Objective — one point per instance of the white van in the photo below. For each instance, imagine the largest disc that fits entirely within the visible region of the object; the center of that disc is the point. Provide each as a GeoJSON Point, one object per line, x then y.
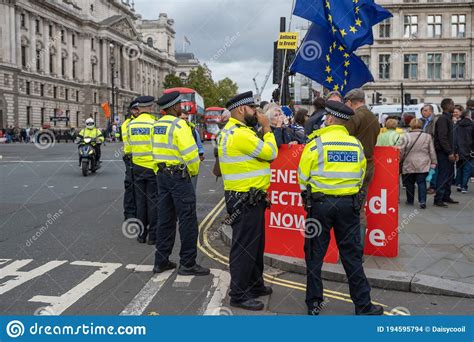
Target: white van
{"type": "Point", "coordinates": [410, 111]}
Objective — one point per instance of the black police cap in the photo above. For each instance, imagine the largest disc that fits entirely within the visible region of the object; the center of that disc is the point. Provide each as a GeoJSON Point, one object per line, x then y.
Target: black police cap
{"type": "Point", "coordinates": [244, 99]}
{"type": "Point", "coordinates": [169, 100]}
{"type": "Point", "coordinates": [339, 110]}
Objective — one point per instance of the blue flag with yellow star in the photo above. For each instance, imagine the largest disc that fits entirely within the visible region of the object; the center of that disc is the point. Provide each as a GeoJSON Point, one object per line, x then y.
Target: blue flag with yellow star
{"type": "Point", "coordinates": [323, 59]}
{"type": "Point", "coordinates": [351, 21]}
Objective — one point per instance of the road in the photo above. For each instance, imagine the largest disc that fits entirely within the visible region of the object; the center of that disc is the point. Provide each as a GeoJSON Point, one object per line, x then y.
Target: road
{"type": "Point", "coordinates": [63, 250]}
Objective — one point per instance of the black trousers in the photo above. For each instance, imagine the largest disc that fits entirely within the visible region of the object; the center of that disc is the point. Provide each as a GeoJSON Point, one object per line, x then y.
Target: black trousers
{"type": "Point", "coordinates": [445, 177]}
{"type": "Point", "coordinates": [176, 200]}
{"type": "Point", "coordinates": [248, 244]}
{"type": "Point", "coordinates": [129, 205]}
{"type": "Point", "coordinates": [340, 214]}
{"type": "Point", "coordinates": [145, 190]}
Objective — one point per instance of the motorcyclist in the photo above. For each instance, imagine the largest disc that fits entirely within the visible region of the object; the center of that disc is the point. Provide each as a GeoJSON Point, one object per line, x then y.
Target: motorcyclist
{"type": "Point", "coordinates": [95, 134]}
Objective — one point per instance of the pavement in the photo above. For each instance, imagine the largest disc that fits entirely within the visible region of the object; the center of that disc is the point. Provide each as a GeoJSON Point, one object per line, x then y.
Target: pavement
{"type": "Point", "coordinates": [436, 252]}
{"type": "Point", "coordinates": [63, 249]}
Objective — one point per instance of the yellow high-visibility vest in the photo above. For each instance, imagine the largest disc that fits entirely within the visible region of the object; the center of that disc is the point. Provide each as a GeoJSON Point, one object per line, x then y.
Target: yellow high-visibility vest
{"type": "Point", "coordinates": [244, 158]}
{"type": "Point", "coordinates": [127, 149]}
{"type": "Point", "coordinates": [140, 140]}
{"type": "Point", "coordinates": [174, 144]}
{"type": "Point", "coordinates": [333, 162]}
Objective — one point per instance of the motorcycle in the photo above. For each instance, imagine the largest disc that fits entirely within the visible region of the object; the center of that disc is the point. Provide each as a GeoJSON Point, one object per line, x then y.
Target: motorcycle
{"type": "Point", "coordinates": [87, 157]}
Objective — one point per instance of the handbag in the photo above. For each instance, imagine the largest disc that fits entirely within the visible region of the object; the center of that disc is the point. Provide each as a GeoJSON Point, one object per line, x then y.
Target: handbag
{"type": "Point", "coordinates": [405, 155]}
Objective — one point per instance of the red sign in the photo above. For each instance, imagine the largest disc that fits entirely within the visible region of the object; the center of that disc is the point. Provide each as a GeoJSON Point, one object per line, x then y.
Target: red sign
{"type": "Point", "coordinates": [285, 221]}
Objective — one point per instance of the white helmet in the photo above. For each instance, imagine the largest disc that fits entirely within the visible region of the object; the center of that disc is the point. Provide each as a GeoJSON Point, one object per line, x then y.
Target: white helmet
{"type": "Point", "coordinates": [90, 123]}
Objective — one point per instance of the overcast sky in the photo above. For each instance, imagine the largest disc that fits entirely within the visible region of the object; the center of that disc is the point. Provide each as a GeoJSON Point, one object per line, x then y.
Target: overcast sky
{"type": "Point", "coordinates": [233, 37]}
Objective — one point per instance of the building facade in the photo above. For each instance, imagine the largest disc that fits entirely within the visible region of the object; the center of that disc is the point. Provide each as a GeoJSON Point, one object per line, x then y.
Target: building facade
{"type": "Point", "coordinates": [57, 58]}
{"type": "Point", "coordinates": [428, 46]}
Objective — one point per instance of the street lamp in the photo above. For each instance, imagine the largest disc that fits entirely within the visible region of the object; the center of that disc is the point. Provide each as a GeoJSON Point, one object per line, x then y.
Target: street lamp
{"type": "Point", "coordinates": [112, 66]}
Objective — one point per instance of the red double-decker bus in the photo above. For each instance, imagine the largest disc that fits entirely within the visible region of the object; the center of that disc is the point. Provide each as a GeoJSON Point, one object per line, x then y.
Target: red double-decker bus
{"type": "Point", "coordinates": [212, 118]}
{"type": "Point", "coordinates": [192, 102]}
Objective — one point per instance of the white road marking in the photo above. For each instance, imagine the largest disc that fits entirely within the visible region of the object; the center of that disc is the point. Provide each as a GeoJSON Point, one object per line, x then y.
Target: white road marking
{"type": "Point", "coordinates": [218, 290]}
{"type": "Point", "coordinates": [141, 301]}
{"type": "Point", "coordinates": [58, 304]}
{"type": "Point", "coordinates": [139, 268]}
{"type": "Point", "coordinates": [12, 270]}
{"type": "Point", "coordinates": [182, 281]}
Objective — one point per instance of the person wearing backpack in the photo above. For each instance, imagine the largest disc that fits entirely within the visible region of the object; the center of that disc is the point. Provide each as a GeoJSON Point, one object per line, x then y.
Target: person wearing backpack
{"type": "Point", "coordinates": [418, 156]}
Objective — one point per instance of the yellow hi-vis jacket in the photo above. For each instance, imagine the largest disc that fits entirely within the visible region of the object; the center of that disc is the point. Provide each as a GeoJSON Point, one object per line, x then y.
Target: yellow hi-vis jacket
{"type": "Point", "coordinates": [244, 158]}
{"type": "Point", "coordinates": [140, 140]}
{"type": "Point", "coordinates": [127, 149]}
{"type": "Point", "coordinates": [333, 162]}
{"type": "Point", "coordinates": [94, 133]}
{"type": "Point", "coordinates": [174, 144]}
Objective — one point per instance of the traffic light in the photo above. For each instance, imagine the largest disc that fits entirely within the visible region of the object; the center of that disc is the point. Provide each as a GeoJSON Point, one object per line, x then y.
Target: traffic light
{"type": "Point", "coordinates": [378, 98]}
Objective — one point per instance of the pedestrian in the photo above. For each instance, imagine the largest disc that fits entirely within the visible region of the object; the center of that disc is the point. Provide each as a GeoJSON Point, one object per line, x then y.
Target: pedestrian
{"type": "Point", "coordinates": [316, 120]}
{"type": "Point", "coordinates": [332, 169]}
{"type": "Point", "coordinates": [140, 136]}
{"type": "Point", "coordinates": [176, 154]}
{"type": "Point", "coordinates": [418, 156]}
{"type": "Point", "coordinates": [390, 137]}
{"type": "Point", "coordinates": [129, 202]}
{"type": "Point", "coordinates": [245, 165]}
{"type": "Point", "coordinates": [463, 137]}
{"type": "Point", "coordinates": [365, 127]}
{"type": "Point", "coordinates": [445, 154]}
{"type": "Point", "coordinates": [197, 140]}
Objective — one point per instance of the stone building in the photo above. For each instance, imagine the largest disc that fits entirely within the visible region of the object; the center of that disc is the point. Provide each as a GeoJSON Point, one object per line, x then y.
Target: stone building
{"type": "Point", "coordinates": [429, 46]}
{"type": "Point", "coordinates": [57, 56]}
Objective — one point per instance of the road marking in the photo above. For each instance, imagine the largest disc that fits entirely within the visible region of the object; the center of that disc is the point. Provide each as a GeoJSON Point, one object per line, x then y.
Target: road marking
{"type": "Point", "coordinates": [141, 301]}
{"type": "Point", "coordinates": [220, 285]}
{"type": "Point", "coordinates": [58, 304]}
{"type": "Point", "coordinates": [20, 278]}
{"type": "Point", "coordinates": [182, 281]}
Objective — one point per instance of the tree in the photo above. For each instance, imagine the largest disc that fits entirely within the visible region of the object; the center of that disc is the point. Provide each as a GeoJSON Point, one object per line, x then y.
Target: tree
{"type": "Point", "coordinates": [172, 81]}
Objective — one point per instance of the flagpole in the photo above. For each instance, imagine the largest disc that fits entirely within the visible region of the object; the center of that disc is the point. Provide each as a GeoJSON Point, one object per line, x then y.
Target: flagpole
{"type": "Point", "coordinates": [286, 53]}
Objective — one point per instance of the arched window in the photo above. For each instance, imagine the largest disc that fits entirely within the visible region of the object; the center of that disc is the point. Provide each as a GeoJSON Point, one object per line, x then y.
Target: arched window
{"type": "Point", "coordinates": [149, 42]}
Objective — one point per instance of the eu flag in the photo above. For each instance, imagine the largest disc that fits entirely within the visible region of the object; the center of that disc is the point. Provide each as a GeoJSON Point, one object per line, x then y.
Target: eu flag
{"type": "Point", "coordinates": [323, 59]}
{"type": "Point", "coordinates": [351, 21]}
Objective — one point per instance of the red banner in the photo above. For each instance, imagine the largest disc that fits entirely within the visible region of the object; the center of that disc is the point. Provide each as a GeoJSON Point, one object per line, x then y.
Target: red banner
{"type": "Point", "coordinates": [285, 221]}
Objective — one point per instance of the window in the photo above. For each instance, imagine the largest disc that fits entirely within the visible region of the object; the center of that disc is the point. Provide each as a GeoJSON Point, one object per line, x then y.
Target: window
{"type": "Point", "coordinates": [458, 26]}
{"type": "Point", "coordinates": [434, 66]}
{"type": "Point", "coordinates": [411, 26]}
{"type": "Point", "coordinates": [38, 60]}
{"type": "Point", "coordinates": [410, 70]}
{"type": "Point", "coordinates": [434, 26]}
{"type": "Point", "coordinates": [28, 116]}
{"type": "Point", "coordinates": [384, 29]}
{"type": "Point", "coordinates": [51, 62]}
{"type": "Point", "coordinates": [458, 65]}
{"type": "Point", "coordinates": [43, 113]}
{"type": "Point", "coordinates": [23, 56]}
{"type": "Point", "coordinates": [384, 67]}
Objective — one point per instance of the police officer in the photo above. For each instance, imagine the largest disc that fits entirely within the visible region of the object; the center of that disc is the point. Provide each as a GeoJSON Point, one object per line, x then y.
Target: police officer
{"type": "Point", "coordinates": [331, 171]}
{"type": "Point", "coordinates": [176, 155]}
{"type": "Point", "coordinates": [129, 206]}
{"type": "Point", "coordinates": [140, 140]}
{"type": "Point", "coordinates": [245, 166]}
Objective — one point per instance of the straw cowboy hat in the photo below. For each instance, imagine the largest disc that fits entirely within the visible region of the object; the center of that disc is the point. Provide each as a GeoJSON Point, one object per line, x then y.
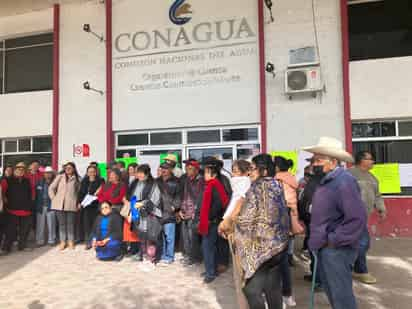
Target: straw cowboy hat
{"type": "Point", "coordinates": [171, 157]}
{"type": "Point", "coordinates": [331, 147]}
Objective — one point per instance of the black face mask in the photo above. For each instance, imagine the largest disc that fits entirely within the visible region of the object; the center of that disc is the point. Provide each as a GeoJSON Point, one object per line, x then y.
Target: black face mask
{"type": "Point", "coordinates": [318, 171]}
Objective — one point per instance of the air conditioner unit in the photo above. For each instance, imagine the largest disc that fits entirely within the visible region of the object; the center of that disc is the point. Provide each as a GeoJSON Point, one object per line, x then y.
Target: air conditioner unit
{"type": "Point", "coordinates": [304, 79]}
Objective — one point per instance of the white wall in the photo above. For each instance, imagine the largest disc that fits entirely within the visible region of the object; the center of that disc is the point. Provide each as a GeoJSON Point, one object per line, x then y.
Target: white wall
{"type": "Point", "coordinates": [82, 57]}
{"type": "Point", "coordinates": [16, 7]}
{"type": "Point", "coordinates": [167, 107]}
{"type": "Point", "coordinates": [301, 121]}
{"type": "Point", "coordinates": [33, 109]}
{"type": "Point", "coordinates": [381, 88]}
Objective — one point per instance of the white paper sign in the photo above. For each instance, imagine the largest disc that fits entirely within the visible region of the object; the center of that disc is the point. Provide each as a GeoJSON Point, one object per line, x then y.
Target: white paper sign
{"type": "Point", "coordinates": [405, 172]}
{"type": "Point", "coordinates": [302, 163]}
{"type": "Point", "coordinates": [88, 200]}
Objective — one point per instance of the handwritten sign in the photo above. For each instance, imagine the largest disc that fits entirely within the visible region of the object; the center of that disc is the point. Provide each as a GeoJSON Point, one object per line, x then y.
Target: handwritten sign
{"type": "Point", "coordinates": [289, 155]}
{"type": "Point", "coordinates": [388, 176]}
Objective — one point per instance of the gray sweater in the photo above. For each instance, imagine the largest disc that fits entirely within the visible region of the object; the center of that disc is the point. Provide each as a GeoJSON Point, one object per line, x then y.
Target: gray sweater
{"type": "Point", "coordinates": [369, 186]}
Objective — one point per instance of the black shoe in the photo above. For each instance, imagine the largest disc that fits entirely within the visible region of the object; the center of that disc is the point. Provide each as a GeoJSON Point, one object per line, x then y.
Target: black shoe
{"type": "Point", "coordinates": [291, 261]}
{"type": "Point", "coordinates": [318, 288]}
{"type": "Point", "coordinates": [307, 278]}
{"type": "Point", "coordinates": [5, 252]}
{"type": "Point", "coordinates": [138, 258]}
{"type": "Point", "coordinates": [208, 280]}
{"type": "Point", "coordinates": [119, 258]}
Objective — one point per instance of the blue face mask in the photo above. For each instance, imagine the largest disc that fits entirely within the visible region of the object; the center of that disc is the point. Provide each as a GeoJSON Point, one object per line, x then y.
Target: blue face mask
{"type": "Point", "coordinates": [318, 171]}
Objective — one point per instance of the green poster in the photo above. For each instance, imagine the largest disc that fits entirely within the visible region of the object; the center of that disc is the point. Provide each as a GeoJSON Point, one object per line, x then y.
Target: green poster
{"type": "Point", "coordinates": [388, 176]}
{"type": "Point", "coordinates": [289, 155]}
{"type": "Point", "coordinates": [164, 155]}
{"type": "Point", "coordinates": [127, 161]}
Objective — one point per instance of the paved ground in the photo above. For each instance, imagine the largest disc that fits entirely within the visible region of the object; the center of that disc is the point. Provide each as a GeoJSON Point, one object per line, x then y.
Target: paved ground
{"type": "Point", "coordinates": [48, 279]}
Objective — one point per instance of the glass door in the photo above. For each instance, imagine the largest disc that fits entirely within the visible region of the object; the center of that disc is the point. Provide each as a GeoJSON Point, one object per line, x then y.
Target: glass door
{"type": "Point", "coordinates": [151, 156]}
{"type": "Point", "coordinates": [225, 153]}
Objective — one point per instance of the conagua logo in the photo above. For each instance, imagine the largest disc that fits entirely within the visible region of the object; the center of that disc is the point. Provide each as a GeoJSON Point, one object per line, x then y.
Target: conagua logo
{"type": "Point", "coordinates": [178, 12]}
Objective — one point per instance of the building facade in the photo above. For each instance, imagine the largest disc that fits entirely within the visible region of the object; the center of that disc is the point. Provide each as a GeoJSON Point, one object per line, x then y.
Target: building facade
{"type": "Point", "coordinates": [190, 77]}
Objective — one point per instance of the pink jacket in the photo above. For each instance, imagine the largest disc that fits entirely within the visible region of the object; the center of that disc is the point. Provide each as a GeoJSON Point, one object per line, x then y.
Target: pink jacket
{"type": "Point", "coordinates": [290, 185]}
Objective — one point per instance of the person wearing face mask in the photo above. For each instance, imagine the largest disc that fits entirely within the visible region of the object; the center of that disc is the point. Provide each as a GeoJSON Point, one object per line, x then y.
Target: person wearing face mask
{"type": "Point", "coordinates": [106, 238]}
{"type": "Point", "coordinates": [145, 239]}
{"type": "Point", "coordinates": [18, 199]}
{"type": "Point", "coordinates": [314, 177]}
{"type": "Point", "coordinates": [89, 186]}
{"type": "Point", "coordinates": [63, 192]}
{"type": "Point", "coordinates": [337, 223]}
{"type": "Point", "coordinates": [372, 198]}
{"type": "Point", "coordinates": [259, 249]}
{"type": "Point", "coordinates": [131, 173]}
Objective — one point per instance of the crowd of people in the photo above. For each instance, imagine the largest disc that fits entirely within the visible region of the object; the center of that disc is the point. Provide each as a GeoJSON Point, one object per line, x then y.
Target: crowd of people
{"type": "Point", "coordinates": [249, 219]}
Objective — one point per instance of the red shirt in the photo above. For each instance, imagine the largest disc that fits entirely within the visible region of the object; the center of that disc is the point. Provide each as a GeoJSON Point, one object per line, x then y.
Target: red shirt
{"type": "Point", "coordinates": [107, 194]}
{"type": "Point", "coordinates": [20, 213]}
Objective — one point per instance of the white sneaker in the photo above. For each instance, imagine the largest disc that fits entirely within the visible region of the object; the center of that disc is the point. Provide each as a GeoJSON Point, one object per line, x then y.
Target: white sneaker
{"type": "Point", "coordinates": [289, 301]}
{"type": "Point", "coordinates": [147, 266]}
{"type": "Point", "coordinates": [164, 263]}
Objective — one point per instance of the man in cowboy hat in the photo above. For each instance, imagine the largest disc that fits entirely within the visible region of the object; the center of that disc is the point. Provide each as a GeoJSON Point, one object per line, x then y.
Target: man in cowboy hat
{"type": "Point", "coordinates": [372, 198]}
{"type": "Point", "coordinates": [17, 191]}
{"type": "Point", "coordinates": [192, 185]}
{"type": "Point", "coordinates": [338, 220]}
{"type": "Point", "coordinates": [171, 159]}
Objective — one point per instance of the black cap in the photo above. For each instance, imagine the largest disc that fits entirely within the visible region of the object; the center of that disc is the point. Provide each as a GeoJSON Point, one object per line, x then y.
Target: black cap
{"type": "Point", "coordinates": [166, 165]}
{"type": "Point", "coordinates": [212, 161]}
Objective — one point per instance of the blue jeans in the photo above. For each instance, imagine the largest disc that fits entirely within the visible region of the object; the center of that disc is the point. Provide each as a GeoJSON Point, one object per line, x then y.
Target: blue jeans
{"type": "Point", "coordinates": [209, 249]}
{"type": "Point", "coordinates": [168, 252]}
{"type": "Point", "coordinates": [336, 274]}
{"type": "Point", "coordinates": [286, 276]}
{"type": "Point", "coordinates": [361, 266]}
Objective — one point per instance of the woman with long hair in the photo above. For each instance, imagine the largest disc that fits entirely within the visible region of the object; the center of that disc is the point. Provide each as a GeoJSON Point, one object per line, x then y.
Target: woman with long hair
{"type": "Point", "coordinates": [113, 191]}
{"type": "Point", "coordinates": [213, 203]}
{"type": "Point", "coordinates": [261, 232]}
{"type": "Point", "coordinates": [89, 186]}
{"type": "Point", "coordinates": [290, 187]}
{"type": "Point", "coordinates": [147, 195]}
{"type": "Point", "coordinates": [63, 193]}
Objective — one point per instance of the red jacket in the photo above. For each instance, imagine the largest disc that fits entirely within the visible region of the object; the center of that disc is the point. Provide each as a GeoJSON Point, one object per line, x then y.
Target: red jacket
{"type": "Point", "coordinates": [107, 194]}
{"type": "Point", "coordinates": [34, 179]}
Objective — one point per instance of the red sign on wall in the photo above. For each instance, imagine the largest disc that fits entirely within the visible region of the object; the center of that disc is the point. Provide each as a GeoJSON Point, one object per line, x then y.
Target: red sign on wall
{"type": "Point", "coordinates": [81, 150]}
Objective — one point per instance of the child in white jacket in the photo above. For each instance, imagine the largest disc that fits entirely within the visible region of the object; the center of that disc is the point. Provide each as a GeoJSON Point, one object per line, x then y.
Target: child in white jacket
{"type": "Point", "coordinates": [240, 183]}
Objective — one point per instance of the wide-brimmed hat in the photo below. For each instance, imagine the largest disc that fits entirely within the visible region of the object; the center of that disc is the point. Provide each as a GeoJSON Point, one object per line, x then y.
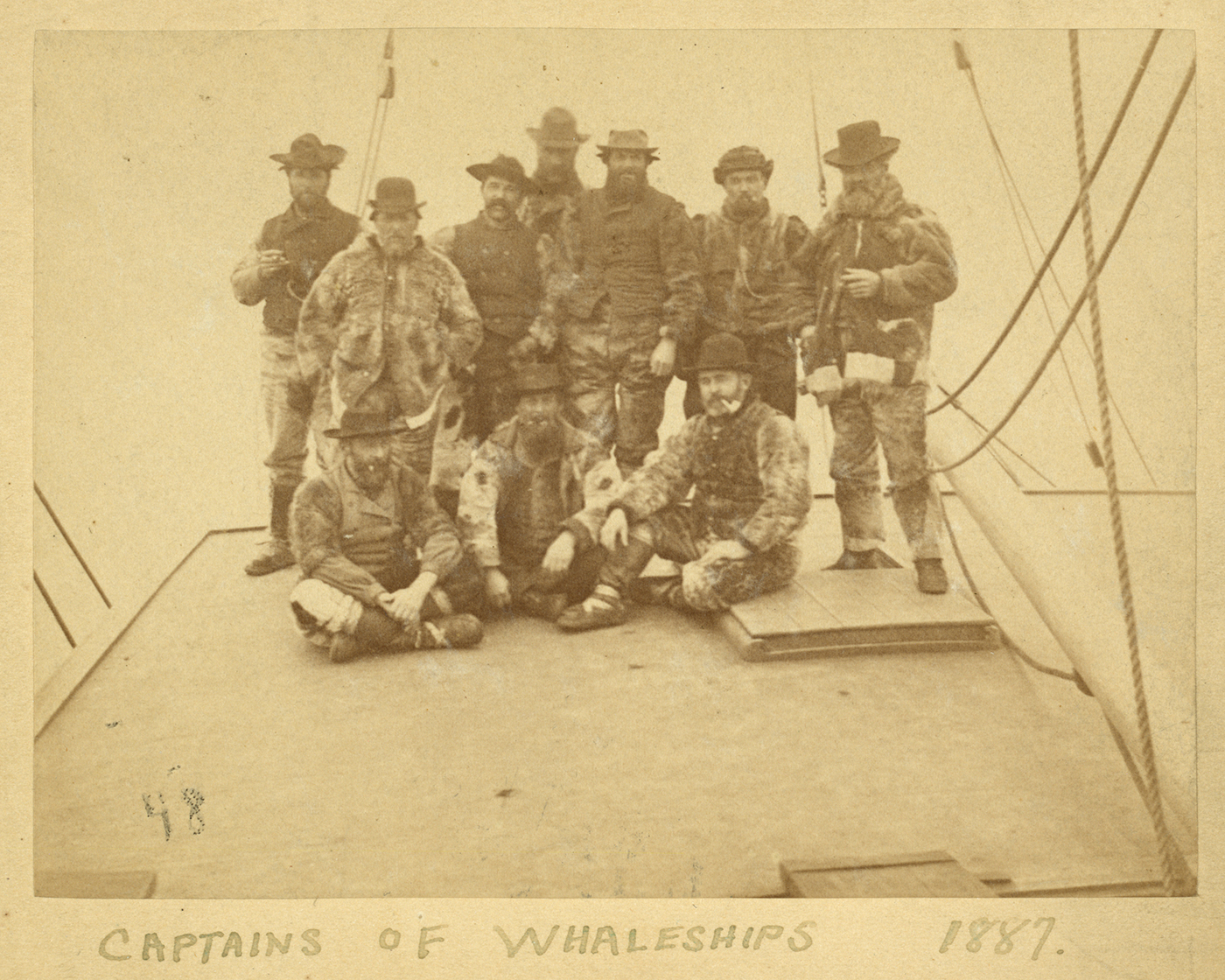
-*-
Copy whichever lines in the listing above contain the word "below".

Objective — one point per instance of the white van in the photo below. For each instance, imagine the largest disc that fits entirely within the visible region of the object; the center of that disc is the point. Provide each as a GeoJSON Point, one object per line, x then y.
Objective — one point per instance of the straw cowboy hat in the photo below. For each instance, imagine the largest disc that fits entirely within the visible region of the object; the center of that disc is the point. Provide each as a GeoJSON Point, one object per line, x then y.
Objective — one point per instance of the wide-brimmed hat in the photo below. For each instance, imagine the largest disc that fits entirely within the visible region of the object; the center of that disc is the point. Provide each as a GeoJSON Point, one object per line, x then y.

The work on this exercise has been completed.